Document excerpt:
Rum: Negotiating Interaction through Composition

Damian Evans

Dr Damian Evans on the utilisation of composition for improvisational purposes and the role of composition in improvisation.

 

This article performs a reading of the composition Rum by Greg Felton, an Irish pianist and composer. Felton teaches piano, rhythm studies, advanced harmony and composition in the Jazz and Contemporary Performance degree course at Dublin City University and is described by Barra Boydell in The Encyclopaedia of Music in Ireland as"one of the leading jazz pianist-composers to have emerged in Ireland in recent years". 1 I examine how, in jazz performance, composition can serve the function of a focal point for group decisions regarding performance and interpretation. In this sense, compositions form part of the social and musical interaction customarily valued by improvising musicians. 

 

In jazz performance, musicians typically place improvisation to the fore. That is not to say that composition and composers are not important in jazz, far from it, but the centrality of improvisation means that it is possible for a musician to have a career in jazz without ever having put their name to a composition. Composition is, nonetheless, an essential aspect of jazz practice. There exists a canon of iconic works that form the basis of the standard repertoire, primarily consisting of works that are over fifty years old. The convention of an artist's output consisting primarily of ‘standards’, (the name given to compositions that are well known by many if not most jazz musicians), has changed considerably in the last twenty to thirty years. Today, a release that contains no original compositions is likely to be viewed as a throwback to an earlier time and could lack cultural capital from that viewpoint.

Collected data
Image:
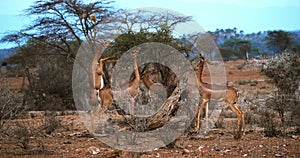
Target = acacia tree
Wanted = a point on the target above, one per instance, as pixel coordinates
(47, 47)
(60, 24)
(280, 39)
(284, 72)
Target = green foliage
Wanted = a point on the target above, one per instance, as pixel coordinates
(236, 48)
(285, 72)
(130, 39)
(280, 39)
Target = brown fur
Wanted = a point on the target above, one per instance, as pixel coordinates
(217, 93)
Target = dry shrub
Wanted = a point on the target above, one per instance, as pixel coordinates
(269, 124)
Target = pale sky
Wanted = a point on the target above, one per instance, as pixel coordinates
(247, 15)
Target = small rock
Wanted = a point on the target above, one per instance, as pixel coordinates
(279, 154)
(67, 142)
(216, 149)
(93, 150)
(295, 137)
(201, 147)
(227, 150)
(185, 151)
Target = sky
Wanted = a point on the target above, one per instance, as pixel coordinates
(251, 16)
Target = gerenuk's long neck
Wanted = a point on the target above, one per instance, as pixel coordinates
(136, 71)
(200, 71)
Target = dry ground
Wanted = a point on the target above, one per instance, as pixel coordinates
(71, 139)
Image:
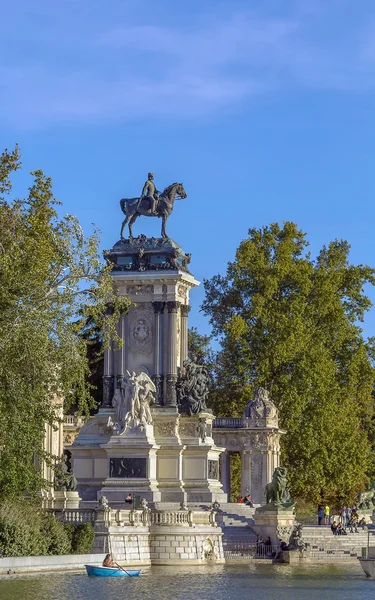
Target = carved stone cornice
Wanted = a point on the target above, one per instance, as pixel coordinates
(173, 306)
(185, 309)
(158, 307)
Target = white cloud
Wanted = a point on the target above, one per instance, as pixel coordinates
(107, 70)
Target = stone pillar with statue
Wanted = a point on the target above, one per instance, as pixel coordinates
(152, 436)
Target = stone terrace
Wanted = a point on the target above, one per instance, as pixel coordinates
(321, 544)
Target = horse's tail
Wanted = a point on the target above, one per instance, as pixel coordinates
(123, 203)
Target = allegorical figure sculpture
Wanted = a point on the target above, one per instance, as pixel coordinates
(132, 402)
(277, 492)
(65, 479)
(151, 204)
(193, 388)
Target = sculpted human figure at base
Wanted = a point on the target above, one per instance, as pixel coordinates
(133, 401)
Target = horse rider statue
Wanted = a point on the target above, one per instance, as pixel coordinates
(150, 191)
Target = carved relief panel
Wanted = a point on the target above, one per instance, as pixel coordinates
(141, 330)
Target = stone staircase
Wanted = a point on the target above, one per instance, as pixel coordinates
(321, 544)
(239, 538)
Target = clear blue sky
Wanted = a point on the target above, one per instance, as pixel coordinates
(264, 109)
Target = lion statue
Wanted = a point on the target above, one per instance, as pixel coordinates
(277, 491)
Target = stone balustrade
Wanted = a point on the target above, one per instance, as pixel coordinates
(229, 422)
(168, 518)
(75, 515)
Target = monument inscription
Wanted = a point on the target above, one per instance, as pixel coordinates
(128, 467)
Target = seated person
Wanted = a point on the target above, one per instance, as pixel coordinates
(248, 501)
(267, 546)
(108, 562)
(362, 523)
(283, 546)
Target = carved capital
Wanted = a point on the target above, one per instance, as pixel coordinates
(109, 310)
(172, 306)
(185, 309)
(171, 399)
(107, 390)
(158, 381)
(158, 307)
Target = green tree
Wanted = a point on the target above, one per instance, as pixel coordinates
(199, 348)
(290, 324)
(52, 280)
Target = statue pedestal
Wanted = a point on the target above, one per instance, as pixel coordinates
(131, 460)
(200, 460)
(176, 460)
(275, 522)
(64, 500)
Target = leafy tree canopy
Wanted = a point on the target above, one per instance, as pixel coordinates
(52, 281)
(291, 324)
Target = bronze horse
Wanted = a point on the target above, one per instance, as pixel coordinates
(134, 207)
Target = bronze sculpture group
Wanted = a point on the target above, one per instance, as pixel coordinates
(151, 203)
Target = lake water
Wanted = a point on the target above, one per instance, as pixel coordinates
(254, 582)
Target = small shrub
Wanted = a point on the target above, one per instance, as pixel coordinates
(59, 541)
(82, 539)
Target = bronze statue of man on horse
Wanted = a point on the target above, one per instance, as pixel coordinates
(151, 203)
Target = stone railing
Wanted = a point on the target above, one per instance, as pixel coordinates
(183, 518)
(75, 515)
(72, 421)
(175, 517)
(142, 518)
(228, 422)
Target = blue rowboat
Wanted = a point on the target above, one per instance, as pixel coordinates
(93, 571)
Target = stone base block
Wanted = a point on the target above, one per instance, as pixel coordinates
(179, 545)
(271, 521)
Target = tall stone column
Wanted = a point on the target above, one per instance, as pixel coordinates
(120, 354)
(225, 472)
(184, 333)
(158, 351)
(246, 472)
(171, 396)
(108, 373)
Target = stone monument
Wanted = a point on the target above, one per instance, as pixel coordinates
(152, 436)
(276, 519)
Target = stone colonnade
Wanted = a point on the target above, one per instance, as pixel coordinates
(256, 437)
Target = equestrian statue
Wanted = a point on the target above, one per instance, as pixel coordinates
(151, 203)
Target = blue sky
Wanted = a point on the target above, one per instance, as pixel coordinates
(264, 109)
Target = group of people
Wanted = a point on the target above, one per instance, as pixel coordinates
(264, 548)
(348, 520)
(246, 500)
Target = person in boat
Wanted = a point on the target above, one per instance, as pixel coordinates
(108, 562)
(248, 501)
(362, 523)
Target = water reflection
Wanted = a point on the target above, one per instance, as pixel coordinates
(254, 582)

Set task 1: Count the lines of the records that contain the string "blue", treating uppercase and lowercase as different, and reply with the number alone.
Set task 2: Please go on with the article on composition in jazz, beginning right after its final sentence.
The text and the records come from two separate, unrelated sources.

Output 1: 3

Output 2:
The relationship of jazz to composition reflects the changing relationship that jazz has had with society and status throughout its history. The efforts of musicians and scholars to have jazz accepted as a serious music that is worthy of study have been well documented in papers such as Scott DeVeaux’s Constructing the Jazz Tradition, including the implications of such efforts and the resultant narrative and canon that were contributed to in the process.2 As ethnomusicologist Ingrid Monson states, "the concept of absolute music offered a way for jazz enthusiasts to prove to the unbelieving musical academy that jazz improvisation and composition warranted serious attention". 3 Paradoxically, as Monson points out, those same standards have sometimes allowed scholars to overlook elements of jazz that do not have equivalents in the Western art music tradition. This paper addresses one such element, the utilisation of composition for improvisational purposes and the role of composition in improvisation.

 

Vijay Iyer is an American pianist/composer/academic of Indian heritage. That heritage, including the Karnatak music of South India, has proven influential in his compositional and improvisational concepts, as have African-American musical elements and the African roots of African-American music. 4 Of particular interest to this article is Iyer’s rendering of a 1970s soul-jazz classic Mystic Brew, by Ronnie Foster. In it, Iyer makes use of the Fibonacci sequence, and in his writing about the piece, connects the mathematical with "embodied human action in a structured environment", a "sustained interaction between ourselves and the world around us" that he wishes to make audible through music.5 Iyer has no issue with introducing the topic of using mathematical concepts in his compositions, then going on to discuss a radical reworking of someone else’s composition.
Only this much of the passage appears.